* Start PROVIDED DATA *

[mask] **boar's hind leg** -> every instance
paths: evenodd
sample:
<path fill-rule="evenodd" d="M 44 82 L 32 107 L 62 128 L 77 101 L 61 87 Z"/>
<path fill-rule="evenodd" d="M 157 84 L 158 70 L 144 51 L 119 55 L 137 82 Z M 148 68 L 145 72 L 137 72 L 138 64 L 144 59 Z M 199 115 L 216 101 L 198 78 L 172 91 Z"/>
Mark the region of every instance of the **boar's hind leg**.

* End PROVIDED DATA *
* Start PROVIDED DATA *

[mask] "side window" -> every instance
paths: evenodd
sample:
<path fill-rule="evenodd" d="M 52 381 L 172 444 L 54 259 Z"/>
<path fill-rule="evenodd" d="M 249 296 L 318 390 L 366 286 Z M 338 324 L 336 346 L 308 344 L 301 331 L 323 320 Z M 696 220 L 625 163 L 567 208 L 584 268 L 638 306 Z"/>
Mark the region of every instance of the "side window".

* End PROVIDED DATA *

Recast the records from the line containing "[mask] **boar's hind leg** -> every instance" through the line containing "Mark the region of every instance of the **boar's", both lines included, as a JSON list of strings with one string for each line and blank lines left out.

RESPONSE TO THE EXERCISE:
[
  "[mask] **boar's hind leg** -> every instance",
  "paths: evenodd",
  "sample:",
  "<path fill-rule=\"evenodd\" d=\"M 44 82 L 32 107 L 62 128 L 77 101 L 61 87 Z\"/>",
  "<path fill-rule=\"evenodd\" d=\"M 157 84 L 158 70 L 144 51 L 119 55 L 137 82 Z M 148 68 L 145 72 L 137 72 L 138 64 L 144 59 Z M 199 115 L 216 101 L 198 78 L 172 91 Z\"/>",
  "Mark the region of every instance of the **boar's hind leg**."
]